* START Provided information *

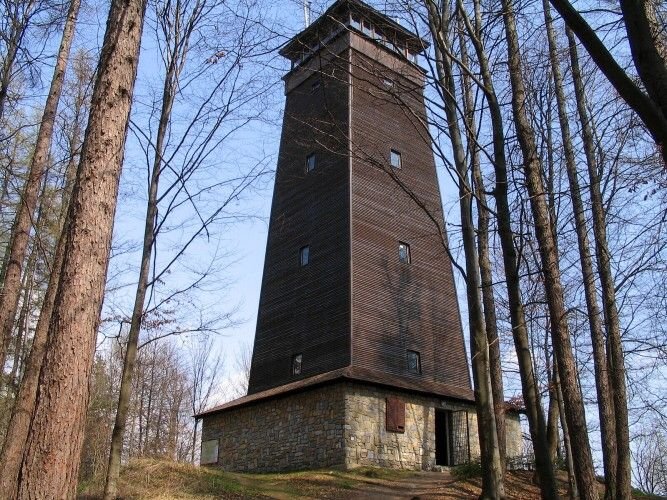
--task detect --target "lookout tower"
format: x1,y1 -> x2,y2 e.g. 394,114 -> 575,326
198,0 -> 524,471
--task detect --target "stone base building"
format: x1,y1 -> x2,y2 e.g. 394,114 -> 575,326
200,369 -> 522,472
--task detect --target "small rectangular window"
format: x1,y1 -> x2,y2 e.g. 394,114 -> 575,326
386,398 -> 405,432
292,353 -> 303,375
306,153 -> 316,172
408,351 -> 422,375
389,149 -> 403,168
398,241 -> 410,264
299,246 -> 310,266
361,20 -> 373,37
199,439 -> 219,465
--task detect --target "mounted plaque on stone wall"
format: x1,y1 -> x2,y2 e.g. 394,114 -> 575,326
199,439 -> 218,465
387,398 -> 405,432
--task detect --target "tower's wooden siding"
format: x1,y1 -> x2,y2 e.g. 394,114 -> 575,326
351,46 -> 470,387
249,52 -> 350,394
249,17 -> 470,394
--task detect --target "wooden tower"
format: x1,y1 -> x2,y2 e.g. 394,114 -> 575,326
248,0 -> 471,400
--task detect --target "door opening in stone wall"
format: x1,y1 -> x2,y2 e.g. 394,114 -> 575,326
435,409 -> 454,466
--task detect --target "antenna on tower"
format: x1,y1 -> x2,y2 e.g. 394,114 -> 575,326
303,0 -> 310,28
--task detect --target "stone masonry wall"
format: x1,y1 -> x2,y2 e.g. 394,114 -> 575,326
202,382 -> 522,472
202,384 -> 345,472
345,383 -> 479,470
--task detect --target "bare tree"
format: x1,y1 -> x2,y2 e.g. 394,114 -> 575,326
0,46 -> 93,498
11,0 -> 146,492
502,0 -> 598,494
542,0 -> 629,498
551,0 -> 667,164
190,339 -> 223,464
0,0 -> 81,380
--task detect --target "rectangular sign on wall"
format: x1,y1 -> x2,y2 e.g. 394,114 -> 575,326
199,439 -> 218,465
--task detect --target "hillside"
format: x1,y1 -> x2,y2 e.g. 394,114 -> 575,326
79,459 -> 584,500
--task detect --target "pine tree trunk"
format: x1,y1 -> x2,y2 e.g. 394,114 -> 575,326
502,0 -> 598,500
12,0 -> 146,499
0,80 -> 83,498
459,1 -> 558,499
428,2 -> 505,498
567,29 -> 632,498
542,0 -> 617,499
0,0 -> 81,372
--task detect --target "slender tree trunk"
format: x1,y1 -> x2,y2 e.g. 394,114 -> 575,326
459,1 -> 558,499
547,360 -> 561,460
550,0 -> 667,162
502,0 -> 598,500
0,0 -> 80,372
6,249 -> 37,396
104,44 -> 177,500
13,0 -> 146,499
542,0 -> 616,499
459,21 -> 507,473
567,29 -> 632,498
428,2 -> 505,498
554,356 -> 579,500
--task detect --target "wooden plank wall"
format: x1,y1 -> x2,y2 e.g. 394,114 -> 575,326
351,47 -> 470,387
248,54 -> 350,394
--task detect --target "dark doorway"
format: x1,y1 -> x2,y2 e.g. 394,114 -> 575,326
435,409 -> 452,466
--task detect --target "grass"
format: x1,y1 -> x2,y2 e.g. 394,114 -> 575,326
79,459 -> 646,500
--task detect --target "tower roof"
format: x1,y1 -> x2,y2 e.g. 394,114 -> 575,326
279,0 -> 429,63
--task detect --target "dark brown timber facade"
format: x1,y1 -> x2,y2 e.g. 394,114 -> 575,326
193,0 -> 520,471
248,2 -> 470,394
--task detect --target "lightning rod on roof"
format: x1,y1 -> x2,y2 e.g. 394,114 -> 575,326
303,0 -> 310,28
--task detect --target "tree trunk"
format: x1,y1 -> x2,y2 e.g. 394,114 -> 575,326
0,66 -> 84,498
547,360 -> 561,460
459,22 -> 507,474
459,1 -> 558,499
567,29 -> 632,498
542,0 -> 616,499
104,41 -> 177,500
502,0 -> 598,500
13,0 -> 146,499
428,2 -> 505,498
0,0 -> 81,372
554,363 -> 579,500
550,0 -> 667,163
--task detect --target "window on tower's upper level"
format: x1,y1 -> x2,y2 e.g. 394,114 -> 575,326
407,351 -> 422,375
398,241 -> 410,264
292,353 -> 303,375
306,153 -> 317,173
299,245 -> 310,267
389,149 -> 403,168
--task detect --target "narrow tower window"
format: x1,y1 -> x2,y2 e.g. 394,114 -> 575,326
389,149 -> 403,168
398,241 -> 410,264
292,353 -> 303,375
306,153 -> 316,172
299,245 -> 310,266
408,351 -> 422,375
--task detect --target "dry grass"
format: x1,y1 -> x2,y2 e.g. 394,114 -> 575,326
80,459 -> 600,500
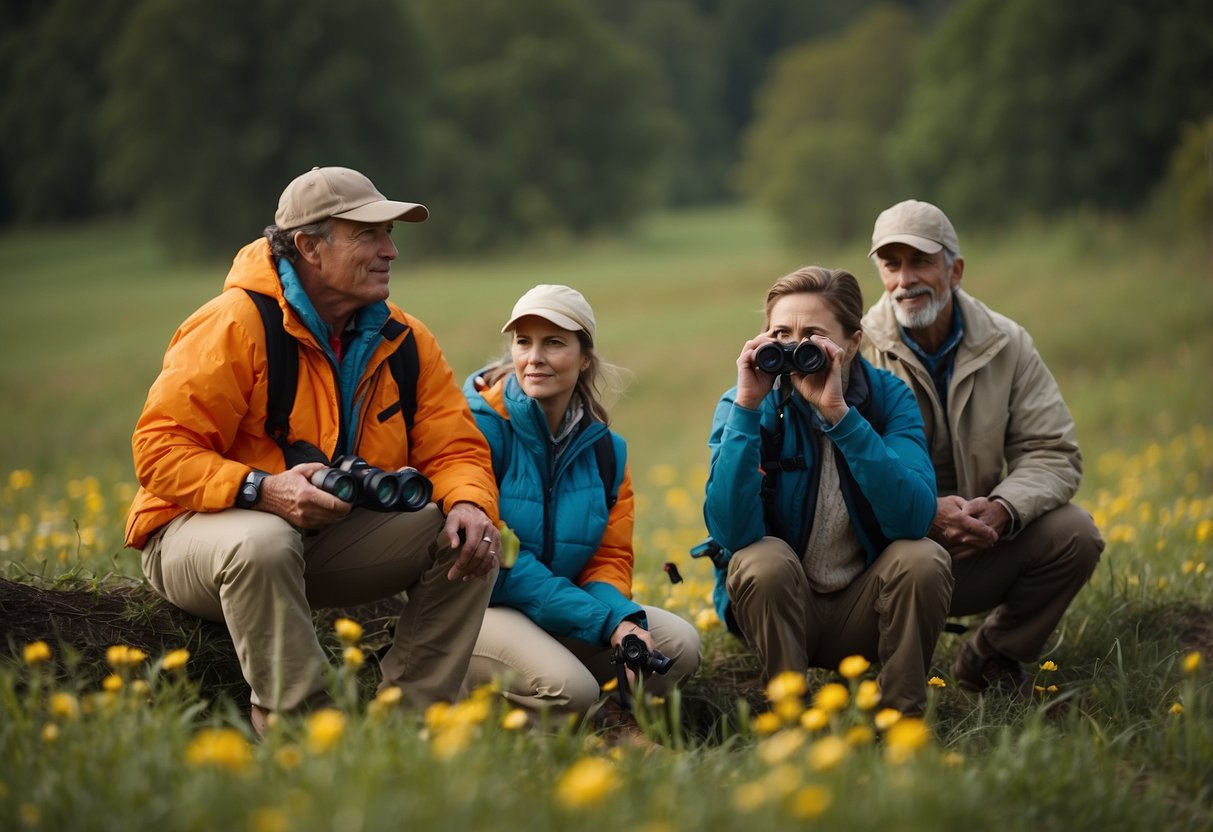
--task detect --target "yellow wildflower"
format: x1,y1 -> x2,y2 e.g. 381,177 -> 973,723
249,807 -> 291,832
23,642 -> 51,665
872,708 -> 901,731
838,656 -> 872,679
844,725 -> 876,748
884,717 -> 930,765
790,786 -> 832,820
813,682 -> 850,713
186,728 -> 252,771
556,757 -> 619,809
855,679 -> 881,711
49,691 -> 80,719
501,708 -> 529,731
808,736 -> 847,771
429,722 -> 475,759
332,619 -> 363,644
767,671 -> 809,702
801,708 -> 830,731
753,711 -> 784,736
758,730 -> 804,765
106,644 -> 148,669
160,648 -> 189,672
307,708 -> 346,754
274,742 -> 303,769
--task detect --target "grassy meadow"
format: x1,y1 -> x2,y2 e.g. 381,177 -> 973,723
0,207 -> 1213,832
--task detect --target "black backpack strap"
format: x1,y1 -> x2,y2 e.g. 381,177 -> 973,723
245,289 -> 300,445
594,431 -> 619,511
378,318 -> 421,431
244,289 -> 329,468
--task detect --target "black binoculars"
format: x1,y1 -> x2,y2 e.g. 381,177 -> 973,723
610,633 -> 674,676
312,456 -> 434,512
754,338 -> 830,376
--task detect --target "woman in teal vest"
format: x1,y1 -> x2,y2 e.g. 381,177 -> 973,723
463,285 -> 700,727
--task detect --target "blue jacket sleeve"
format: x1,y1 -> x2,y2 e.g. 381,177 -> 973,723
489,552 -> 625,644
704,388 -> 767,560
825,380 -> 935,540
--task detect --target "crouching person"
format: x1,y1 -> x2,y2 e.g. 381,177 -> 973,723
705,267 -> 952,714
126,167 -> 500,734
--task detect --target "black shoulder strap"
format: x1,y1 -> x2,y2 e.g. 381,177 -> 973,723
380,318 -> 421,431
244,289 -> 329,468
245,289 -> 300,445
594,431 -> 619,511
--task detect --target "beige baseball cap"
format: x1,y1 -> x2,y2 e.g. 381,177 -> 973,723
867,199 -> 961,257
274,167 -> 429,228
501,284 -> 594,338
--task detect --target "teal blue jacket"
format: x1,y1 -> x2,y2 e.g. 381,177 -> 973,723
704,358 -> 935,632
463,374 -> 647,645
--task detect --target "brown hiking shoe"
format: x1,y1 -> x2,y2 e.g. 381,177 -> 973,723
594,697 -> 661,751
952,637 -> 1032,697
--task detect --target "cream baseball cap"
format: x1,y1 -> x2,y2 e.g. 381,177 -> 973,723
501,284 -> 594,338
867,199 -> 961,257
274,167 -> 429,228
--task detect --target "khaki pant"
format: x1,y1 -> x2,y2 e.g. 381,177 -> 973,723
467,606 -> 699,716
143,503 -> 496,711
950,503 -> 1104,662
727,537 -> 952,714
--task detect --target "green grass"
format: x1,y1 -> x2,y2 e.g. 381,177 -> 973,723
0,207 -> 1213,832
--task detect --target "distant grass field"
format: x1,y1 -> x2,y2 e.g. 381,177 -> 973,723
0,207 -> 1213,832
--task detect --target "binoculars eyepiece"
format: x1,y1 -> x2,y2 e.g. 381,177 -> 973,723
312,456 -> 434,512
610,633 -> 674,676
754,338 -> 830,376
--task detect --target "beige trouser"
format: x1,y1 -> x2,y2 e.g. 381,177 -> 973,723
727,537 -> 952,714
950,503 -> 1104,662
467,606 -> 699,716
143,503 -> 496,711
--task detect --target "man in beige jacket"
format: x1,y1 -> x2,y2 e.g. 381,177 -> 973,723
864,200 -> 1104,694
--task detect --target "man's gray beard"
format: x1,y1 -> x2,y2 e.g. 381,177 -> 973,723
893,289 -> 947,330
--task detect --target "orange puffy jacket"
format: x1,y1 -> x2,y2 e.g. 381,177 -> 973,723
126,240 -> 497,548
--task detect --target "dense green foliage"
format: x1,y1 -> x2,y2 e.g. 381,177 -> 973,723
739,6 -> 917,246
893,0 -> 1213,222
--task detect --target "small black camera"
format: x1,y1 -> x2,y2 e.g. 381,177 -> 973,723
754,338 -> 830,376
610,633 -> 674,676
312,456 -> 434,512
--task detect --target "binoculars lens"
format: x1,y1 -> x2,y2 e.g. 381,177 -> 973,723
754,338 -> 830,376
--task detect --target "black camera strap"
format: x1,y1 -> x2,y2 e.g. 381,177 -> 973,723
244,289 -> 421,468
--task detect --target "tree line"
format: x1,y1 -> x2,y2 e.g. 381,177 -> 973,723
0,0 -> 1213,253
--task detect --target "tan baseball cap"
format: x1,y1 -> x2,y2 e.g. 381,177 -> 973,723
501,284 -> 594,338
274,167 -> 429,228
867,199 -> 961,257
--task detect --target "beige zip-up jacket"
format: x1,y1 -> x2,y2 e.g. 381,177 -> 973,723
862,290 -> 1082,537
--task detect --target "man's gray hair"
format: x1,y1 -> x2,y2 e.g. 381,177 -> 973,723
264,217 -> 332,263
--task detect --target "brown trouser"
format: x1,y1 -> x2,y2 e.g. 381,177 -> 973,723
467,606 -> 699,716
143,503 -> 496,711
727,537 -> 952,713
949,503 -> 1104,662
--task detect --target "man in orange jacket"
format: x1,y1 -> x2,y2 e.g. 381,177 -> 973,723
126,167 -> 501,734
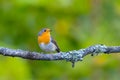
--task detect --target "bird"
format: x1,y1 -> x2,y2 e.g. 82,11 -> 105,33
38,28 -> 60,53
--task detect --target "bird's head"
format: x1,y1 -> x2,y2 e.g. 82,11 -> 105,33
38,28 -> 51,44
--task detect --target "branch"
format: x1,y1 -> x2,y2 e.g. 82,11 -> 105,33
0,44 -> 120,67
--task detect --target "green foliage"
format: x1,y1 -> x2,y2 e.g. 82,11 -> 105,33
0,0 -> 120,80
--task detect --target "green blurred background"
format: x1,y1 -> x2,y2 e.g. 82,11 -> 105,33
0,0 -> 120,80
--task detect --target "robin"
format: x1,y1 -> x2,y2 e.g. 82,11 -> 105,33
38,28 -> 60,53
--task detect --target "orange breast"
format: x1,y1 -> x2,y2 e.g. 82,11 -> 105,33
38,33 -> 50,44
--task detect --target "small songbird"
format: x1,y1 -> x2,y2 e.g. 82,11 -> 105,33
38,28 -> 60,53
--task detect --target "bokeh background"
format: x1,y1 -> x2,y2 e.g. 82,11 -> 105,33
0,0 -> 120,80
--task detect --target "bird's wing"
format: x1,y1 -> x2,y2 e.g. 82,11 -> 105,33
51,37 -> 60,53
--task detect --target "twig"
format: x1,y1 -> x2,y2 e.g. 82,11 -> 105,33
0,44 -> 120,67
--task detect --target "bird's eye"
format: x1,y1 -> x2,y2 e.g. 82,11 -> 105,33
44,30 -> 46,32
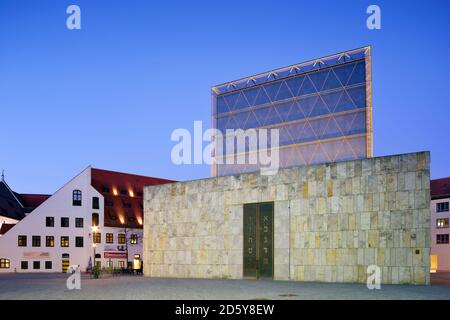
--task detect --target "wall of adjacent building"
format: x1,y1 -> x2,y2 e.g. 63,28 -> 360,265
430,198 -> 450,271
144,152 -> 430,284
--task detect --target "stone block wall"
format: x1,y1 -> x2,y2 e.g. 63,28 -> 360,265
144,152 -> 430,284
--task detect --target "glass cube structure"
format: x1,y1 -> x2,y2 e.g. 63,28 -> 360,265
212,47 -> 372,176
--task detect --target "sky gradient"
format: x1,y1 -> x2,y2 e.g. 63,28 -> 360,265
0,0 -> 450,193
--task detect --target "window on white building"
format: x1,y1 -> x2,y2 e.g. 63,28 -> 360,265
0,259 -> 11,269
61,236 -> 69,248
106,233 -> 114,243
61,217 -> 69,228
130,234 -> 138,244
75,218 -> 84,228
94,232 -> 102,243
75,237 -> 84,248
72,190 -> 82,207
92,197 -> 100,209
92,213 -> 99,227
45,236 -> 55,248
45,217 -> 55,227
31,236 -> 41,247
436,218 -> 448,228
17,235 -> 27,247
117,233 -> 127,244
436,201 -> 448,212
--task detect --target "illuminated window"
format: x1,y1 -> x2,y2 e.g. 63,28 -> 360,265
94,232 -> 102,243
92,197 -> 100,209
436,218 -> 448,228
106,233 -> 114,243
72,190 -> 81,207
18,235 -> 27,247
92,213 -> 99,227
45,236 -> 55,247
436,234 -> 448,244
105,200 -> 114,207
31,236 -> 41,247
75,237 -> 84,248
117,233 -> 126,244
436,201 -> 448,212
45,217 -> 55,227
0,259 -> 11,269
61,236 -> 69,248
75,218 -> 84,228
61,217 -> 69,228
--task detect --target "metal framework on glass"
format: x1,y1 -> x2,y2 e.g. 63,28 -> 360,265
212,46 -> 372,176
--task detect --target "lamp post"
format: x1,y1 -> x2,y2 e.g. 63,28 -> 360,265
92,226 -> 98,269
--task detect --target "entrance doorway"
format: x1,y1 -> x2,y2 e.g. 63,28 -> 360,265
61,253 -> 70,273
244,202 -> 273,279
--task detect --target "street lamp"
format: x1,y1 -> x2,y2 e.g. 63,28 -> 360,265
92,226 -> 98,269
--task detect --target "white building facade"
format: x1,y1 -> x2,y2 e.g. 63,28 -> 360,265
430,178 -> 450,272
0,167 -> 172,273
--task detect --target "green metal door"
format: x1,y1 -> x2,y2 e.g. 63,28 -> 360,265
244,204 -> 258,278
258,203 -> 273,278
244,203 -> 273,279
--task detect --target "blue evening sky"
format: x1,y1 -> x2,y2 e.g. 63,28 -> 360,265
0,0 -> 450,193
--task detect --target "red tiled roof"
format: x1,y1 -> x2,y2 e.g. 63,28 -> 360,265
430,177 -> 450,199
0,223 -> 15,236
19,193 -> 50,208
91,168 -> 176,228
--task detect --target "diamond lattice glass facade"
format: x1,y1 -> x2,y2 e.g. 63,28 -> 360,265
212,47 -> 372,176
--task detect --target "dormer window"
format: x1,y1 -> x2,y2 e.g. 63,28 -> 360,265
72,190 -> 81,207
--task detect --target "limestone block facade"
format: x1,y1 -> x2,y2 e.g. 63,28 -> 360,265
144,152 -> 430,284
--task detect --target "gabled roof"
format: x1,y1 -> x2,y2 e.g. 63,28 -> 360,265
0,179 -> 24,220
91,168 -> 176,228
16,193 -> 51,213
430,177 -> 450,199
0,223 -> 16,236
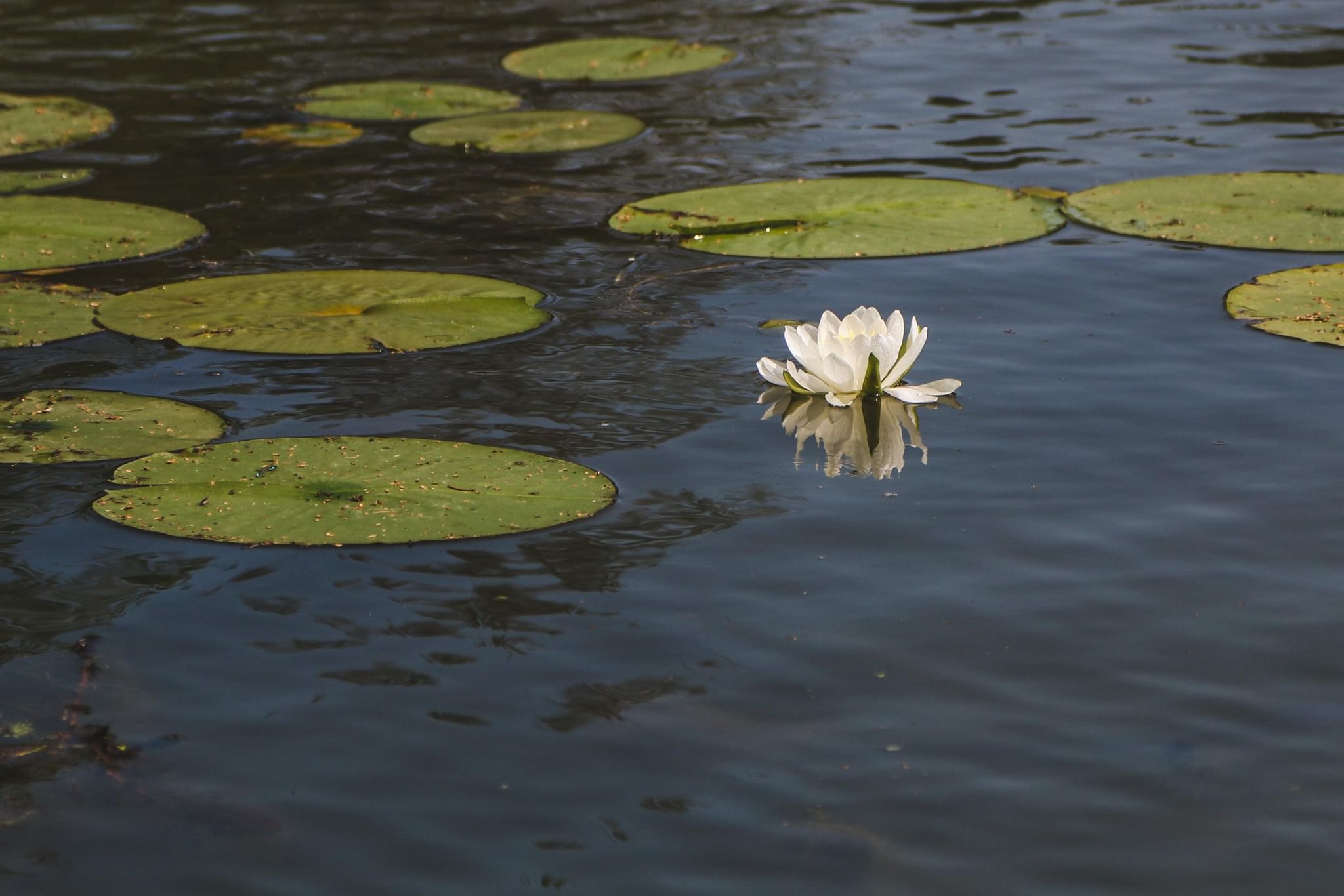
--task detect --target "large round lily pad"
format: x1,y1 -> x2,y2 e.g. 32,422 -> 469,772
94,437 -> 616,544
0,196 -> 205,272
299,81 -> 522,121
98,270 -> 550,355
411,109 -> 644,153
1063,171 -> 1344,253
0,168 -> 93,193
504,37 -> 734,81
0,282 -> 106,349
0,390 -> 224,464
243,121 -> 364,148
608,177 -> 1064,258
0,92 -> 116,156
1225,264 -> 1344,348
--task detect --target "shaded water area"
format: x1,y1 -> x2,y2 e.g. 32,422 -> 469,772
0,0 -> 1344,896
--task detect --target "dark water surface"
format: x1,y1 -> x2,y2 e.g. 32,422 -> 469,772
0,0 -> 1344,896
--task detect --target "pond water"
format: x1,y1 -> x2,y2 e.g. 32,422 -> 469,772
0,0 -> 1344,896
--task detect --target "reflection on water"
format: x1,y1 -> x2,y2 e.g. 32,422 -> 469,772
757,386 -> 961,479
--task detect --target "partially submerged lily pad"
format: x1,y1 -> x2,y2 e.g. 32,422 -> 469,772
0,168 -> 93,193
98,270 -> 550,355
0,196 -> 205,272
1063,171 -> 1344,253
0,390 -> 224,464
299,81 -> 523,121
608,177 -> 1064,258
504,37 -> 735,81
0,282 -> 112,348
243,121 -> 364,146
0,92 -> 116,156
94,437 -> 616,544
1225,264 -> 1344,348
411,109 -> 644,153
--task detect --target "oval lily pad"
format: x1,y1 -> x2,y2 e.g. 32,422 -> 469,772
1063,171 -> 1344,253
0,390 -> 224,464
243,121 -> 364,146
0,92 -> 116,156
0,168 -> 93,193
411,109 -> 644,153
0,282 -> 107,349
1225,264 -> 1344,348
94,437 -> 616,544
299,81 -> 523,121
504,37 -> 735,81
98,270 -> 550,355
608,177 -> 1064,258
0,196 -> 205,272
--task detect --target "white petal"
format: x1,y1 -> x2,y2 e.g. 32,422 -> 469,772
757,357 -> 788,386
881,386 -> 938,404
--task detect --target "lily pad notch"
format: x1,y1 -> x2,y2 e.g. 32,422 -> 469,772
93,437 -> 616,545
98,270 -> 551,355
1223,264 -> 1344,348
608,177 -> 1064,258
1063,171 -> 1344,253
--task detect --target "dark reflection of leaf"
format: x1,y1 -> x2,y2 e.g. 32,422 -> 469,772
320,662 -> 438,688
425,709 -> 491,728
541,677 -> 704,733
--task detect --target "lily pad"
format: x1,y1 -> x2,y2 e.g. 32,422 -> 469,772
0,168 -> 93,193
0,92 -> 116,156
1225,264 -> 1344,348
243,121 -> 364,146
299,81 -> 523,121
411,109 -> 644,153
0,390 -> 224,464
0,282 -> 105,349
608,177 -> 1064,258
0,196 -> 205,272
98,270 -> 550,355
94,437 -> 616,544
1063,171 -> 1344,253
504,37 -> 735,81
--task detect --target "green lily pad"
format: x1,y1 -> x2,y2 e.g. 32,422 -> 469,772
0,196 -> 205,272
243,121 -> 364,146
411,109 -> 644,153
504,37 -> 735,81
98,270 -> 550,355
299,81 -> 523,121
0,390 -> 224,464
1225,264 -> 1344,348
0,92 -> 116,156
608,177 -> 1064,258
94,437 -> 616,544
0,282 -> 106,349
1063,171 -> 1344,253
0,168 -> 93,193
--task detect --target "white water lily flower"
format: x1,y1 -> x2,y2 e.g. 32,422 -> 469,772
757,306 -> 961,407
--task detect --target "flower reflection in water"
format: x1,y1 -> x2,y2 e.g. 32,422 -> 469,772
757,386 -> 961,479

* END Provided information *

→ Written problem
Gather every line of the material above that contains the string "small", with uppercase and lowercase letters counted as different.

→ Answer in full
--task detect --target "small rectangular window"
--task detect --target "small black camera"
--task detect --target "small songbird"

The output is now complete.